Requirement 1:
Reproduce word for word the part of the passage on beauty standards starting at "In a previous" and ending at "is our body.".

Selected passage:
■ ■ ■ ■ ■
In a previous post, I talked about how these homogenised images have even pervaded the fight against a homogenised westernized standard of beauty as being white, thin, tall and so on. Instead of coming together and saying that each body type is wonderful, each body type pits itself against the other. Women rail against thinness and thin women as though they are the reason that they feel dissatisfied with themselves. It is homogenisation that makes us feel ugly and unworthy, because a standard has been set that we do not meet. It is not thinness itself, but the fact that thinness has become one of the beauty standards.

We are not allowed to love ourselves. We are constantly being sold products that will help us to continue to work on the ‘project’ that is our body.

I remember an advert for a deodorant that really annoyed me. I don’t remember the brand and I couldn’t find the advert but it said something like ‘70% of women agree that when they have beautiful underarms they feel more confident’. What kind of world do we live in where we feel bad about whether or not our armpits are beautiful? The advert was claiming to solve a problem that I wasn’t even aware that I had – unattractive armpits.
■ ■ ■ ■ ■
Given records:
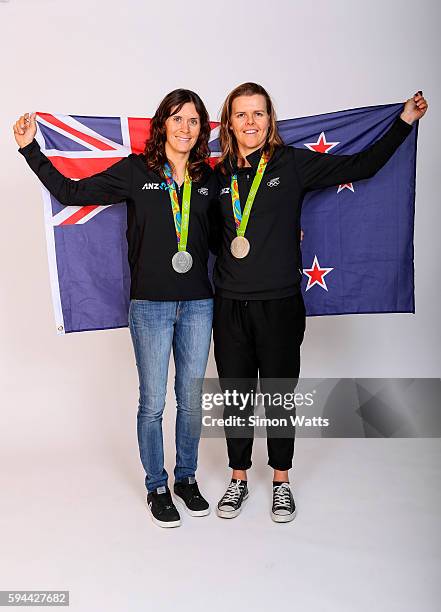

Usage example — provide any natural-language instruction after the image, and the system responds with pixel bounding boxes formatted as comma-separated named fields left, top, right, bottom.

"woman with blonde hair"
left=213, top=83, right=428, bottom=522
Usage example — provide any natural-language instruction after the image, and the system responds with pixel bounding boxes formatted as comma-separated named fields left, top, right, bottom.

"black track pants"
left=213, top=293, right=305, bottom=470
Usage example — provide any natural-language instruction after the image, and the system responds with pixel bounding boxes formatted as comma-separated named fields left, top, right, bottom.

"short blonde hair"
left=219, top=83, right=283, bottom=174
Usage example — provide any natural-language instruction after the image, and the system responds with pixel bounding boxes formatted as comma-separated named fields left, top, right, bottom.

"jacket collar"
left=230, top=147, right=263, bottom=174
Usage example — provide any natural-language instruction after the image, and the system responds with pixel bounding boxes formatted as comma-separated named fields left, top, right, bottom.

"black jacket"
left=214, top=117, right=412, bottom=300
left=19, top=140, right=217, bottom=301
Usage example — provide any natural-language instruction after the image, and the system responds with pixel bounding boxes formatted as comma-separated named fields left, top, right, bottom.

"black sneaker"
left=173, top=476, right=210, bottom=516
left=216, top=478, right=248, bottom=518
left=271, top=482, right=296, bottom=523
left=147, top=486, right=181, bottom=527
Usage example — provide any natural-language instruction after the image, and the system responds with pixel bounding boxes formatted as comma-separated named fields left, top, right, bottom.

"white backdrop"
left=0, top=0, right=441, bottom=456
left=0, top=0, right=441, bottom=608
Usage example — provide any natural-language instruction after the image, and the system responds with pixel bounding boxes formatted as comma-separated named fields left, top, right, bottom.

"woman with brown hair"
left=13, top=89, right=216, bottom=527
left=213, top=83, right=427, bottom=522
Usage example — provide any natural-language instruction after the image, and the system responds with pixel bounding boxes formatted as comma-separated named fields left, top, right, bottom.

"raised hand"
left=400, top=91, right=429, bottom=125
left=12, top=113, right=37, bottom=148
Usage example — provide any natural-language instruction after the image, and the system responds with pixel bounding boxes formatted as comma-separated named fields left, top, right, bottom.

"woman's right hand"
left=12, top=113, right=37, bottom=149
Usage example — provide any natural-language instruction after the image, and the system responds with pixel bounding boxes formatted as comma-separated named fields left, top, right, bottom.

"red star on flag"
left=303, top=255, right=334, bottom=291
left=303, top=132, right=340, bottom=153
left=337, top=183, right=354, bottom=193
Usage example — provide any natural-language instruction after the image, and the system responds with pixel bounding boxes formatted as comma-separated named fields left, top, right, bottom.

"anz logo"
left=142, top=182, right=168, bottom=190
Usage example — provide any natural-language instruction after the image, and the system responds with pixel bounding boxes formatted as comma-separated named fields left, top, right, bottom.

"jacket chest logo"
left=142, top=182, right=168, bottom=190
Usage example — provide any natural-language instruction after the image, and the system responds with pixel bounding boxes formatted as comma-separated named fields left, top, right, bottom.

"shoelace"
left=189, top=482, right=202, bottom=499
left=274, top=482, right=291, bottom=509
left=158, top=493, right=173, bottom=511
left=220, top=480, right=245, bottom=505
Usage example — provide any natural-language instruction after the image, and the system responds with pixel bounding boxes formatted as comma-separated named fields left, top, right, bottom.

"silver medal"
left=172, top=251, right=193, bottom=274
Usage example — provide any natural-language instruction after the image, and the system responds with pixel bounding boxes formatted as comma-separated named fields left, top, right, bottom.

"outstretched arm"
left=293, top=93, right=428, bottom=191
left=13, top=113, right=132, bottom=206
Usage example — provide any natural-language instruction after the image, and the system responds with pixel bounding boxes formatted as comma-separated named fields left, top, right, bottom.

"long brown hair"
left=144, top=89, right=211, bottom=181
left=219, top=83, right=283, bottom=174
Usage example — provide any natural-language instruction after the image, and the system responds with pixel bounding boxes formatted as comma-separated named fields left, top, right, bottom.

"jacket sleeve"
left=18, top=139, right=132, bottom=206
left=292, top=116, right=412, bottom=191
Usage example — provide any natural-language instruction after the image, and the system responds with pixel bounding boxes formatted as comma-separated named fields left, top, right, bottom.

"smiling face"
left=165, top=102, right=201, bottom=154
left=230, top=94, right=270, bottom=157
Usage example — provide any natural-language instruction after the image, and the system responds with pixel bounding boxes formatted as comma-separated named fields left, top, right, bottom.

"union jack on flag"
left=36, top=104, right=418, bottom=334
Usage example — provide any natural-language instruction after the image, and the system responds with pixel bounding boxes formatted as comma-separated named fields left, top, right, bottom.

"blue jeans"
left=129, top=299, right=213, bottom=492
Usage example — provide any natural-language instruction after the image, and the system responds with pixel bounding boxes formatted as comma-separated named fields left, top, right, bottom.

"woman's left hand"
left=400, top=92, right=429, bottom=125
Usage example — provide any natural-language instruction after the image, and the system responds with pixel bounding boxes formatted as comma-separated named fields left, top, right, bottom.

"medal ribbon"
left=164, top=164, right=191, bottom=251
left=231, top=155, right=268, bottom=236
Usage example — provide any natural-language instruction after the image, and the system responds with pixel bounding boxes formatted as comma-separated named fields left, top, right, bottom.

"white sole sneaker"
left=173, top=493, right=210, bottom=516
left=216, top=491, right=249, bottom=518
left=146, top=502, right=181, bottom=529
left=271, top=508, right=297, bottom=523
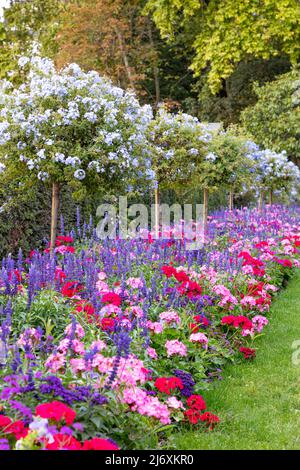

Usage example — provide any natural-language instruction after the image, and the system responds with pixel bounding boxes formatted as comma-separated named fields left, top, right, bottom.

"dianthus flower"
left=35, top=401, right=76, bottom=426
left=82, top=437, right=120, bottom=450
left=154, top=377, right=184, bottom=395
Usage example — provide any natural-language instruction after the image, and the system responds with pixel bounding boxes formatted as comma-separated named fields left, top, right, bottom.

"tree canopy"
left=146, top=0, right=300, bottom=93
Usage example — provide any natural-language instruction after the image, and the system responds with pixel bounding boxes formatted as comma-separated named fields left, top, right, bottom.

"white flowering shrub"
left=0, top=56, right=152, bottom=197
left=249, top=149, right=300, bottom=196
left=200, top=128, right=253, bottom=191
left=148, top=108, right=207, bottom=188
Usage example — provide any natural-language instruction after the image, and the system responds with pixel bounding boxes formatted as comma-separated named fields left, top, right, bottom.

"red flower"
left=0, top=415, right=11, bottom=429
left=174, top=271, right=190, bottom=282
left=221, top=315, right=253, bottom=330
left=240, top=347, right=256, bottom=359
left=154, top=377, right=184, bottom=395
left=184, top=409, right=200, bottom=424
left=101, top=292, right=122, bottom=307
left=187, top=395, right=206, bottom=411
left=46, top=433, right=82, bottom=450
left=35, top=401, right=76, bottom=426
left=5, top=421, right=28, bottom=440
left=56, top=235, right=74, bottom=246
left=82, top=437, right=119, bottom=450
left=61, top=281, right=83, bottom=298
left=55, top=267, right=67, bottom=283
left=200, top=411, right=220, bottom=429
left=101, top=318, right=115, bottom=331
left=161, top=266, right=177, bottom=277
left=275, top=258, right=293, bottom=268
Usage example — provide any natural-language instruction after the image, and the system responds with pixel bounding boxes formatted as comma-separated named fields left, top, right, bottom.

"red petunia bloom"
left=221, top=315, right=253, bottom=330
left=154, top=377, right=184, bottom=395
left=101, top=292, right=122, bottom=307
left=240, top=347, right=256, bottom=359
left=187, top=395, right=206, bottom=411
left=200, top=411, right=220, bottom=429
left=5, top=420, right=28, bottom=440
left=184, top=409, right=201, bottom=424
left=35, top=401, right=76, bottom=426
left=100, top=318, right=115, bottom=331
left=82, top=437, right=120, bottom=450
left=275, top=258, right=293, bottom=268
left=161, top=266, right=177, bottom=278
left=56, top=235, right=74, bottom=244
left=174, top=271, right=190, bottom=282
left=0, top=415, right=11, bottom=429
left=46, top=433, right=82, bottom=450
left=61, top=281, right=83, bottom=298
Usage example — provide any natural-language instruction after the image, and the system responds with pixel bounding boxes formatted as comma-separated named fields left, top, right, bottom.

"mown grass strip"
left=170, top=272, right=300, bottom=450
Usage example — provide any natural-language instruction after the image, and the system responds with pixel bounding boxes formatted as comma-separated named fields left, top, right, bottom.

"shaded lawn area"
left=170, top=272, right=300, bottom=450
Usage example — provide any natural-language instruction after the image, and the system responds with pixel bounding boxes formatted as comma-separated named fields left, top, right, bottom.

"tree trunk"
left=258, top=193, right=263, bottom=212
left=115, top=27, right=135, bottom=90
left=203, top=188, right=208, bottom=236
left=50, top=183, right=60, bottom=254
left=154, top=188, right=159, bottom=239
left=148, top=19, right=160, bottom=107
left=228, top=189, right=234, bottom=211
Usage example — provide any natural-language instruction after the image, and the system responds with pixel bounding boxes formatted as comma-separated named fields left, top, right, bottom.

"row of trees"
left=0, top=0, right=300, bottom=129
left=0, top=56, right=299, bottom=249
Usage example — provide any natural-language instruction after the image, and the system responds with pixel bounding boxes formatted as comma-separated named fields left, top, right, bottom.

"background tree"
left=0, top=57, right=152, bottom=249
left=242, top=69, right=300, bottom=165
left=0, top=0, right=62, bottom=82
left=146, top=0, right=300, bottom=93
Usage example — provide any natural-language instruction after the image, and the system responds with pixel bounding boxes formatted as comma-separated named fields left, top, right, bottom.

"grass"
left=170, top=272, right=300, bottom=450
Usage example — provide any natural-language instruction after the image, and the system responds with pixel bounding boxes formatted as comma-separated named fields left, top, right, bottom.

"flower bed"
left=0, top=207, right=300, bottom=450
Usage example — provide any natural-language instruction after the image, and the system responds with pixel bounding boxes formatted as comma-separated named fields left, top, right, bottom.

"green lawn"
left=170, top=273, right=300, bottom=450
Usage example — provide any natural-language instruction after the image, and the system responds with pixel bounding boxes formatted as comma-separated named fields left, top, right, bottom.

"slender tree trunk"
left=228, top=188, right=234, bottom=211
left=50, top=183, right=60, bottom=254
left=154, top=188, right=159, bottom=239
left=203, top=188, right=208, bottom=236
left=258, top=193, right=264, bottom=212
left=148, top=19, right=160, bottom=107
left=115, top=27, right=135, bottom=90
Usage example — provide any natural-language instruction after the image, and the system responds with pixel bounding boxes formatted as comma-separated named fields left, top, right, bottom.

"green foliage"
left=0, top=0, right=65, bottom=83
left=194, top=57, right=290, bottom=127
left=242, top=68, right=300, bottom=164
left=147, top=0, right=300, bottom=93
left=199, top=127, right=252, bottom=190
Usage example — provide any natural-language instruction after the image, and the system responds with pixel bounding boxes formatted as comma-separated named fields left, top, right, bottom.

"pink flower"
left=147, top=320, right=163, bottom=334
left=126, top=277, right=143, bottom=289
left=159, top=310, right=181, bottom=325
left=147, top=347, right=157, bottom=359
left=190, top=333, right=208, bottom=349
left=252, top=315, right=269, bottom=333
left=45, top=354, right=66, bottom=372
left=167, top=397, right=185, bottom=410
left=98, top=271, right=107, bottom=281
left=70, top=359, right=86, bottom=374
left=165, top=339, right=187, bottom=357
left=65, top=323, right=85, bottom=338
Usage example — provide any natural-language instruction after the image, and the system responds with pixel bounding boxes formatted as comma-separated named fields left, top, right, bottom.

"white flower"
left=18, top=56, right=29, bottom=67
left=74, top=169, right=85, bottom=180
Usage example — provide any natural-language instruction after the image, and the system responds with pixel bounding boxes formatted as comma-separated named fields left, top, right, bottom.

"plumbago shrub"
left=248, top=142, right=300, bottom=202
left=0, top=206, right=300, bottom=450
left=147, top=108, right=206, bottom=188
left=0, top=56, right=152, bottom=250
left=0, top=56, right=152, bottom=194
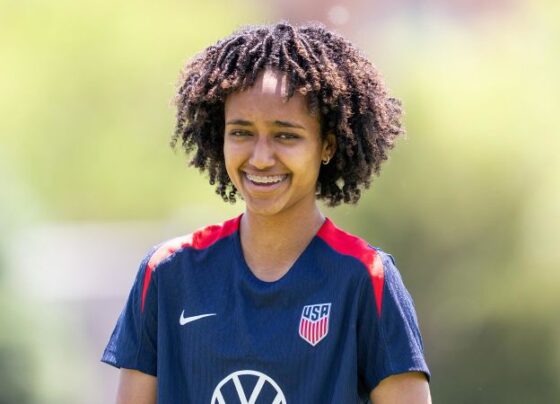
■ ■ ■ ■ ■
Requirement 2:
Rewrite the records, starting at their beginning and ending with the line that contains "left=0, top=0, right=441, bottom=608", with "natural-language instruction" replaced by "plain-language instruction" and everything else unchanged. Leave the pictures out of your answer.

Task answer 1:
In a previous post, I talked about how these homogenised images have even pervaded the fight against a homogenised westernized standard of beauty as being white, thin, tall and so on. Instead of coming together and saying that each body type is wonderful, each body type pits itself against the other. Women rail against thinness and thin women as though they are the reason that they feel dissatisfied with themselves. It is homogenisation that makes us feel ugly and unworthy, because a standard has been set that we do not meet. It is not thinness itself, but the fact that thinness has become one of the beauty standards.

We are not allowed to love ourselves. We are constantly being sold products that will help us to continue to work on the ‘project’ that is our body.

Task answer 2:
Usage example — provide any plain-language instruction after the image, and the system responds with pixel bounding boxes formatted as comma-separated named fields left, top, right, bottom.

"woman with blonde hair"
left=213, top=83, right=428, bottom=522
Usage example — provide any plain-language instruction after the image, and the system responds with pixel bounding boxes formatted as comma-separated named fields left, top, right, bottom.

"black track pants"
left=213, top=293, right=305, bottom=470
Usage example — provide any plain-language instruction after the image, and the system responds with pixel bounding boxes formatted as comma-separated named fields left, top, right, bottom.

"short blonde hair"
left=219, top=83, right=283, bottom=174
Usage example — provide any plain-language instruction after the image, and the system responds with pixel bounding boxes formatted as comma-separated named fields left, top, right, bottom.

"jacket collar"
left=230, top=147, right=263, bottom=174
Usage example — provide any plain-language instruction after the image, and the system responds with pixel bounding boxes formatted as comma-separated named fields left, top, right, bottom.

"black jacket"
left=214, top=117, right=412, bottom=300
left=19, top=140, right=217, bottom=301
Usage example — provide any plain-language instruction after the image, and the system responds with pixel bounding boxes formatted as comma-separated named fields left, top, right, bottom.

"black sneaker"
left=173, top=476, right=210, bottom=516
left=216, top=478, right=248, bottom=518
left=271, top=482, right=296, bottom=523
left=147, top=486, right=181, bottom=527
Usage example — provide any plain-language instruction after the image, and the system responds with pixel bounding boxes formatted as comma-separated named fields left, top, right, bottom.

"white backdrop"
left=0, top=0, right=441, bottom=456
left=0, top=0, right=441, bottom=608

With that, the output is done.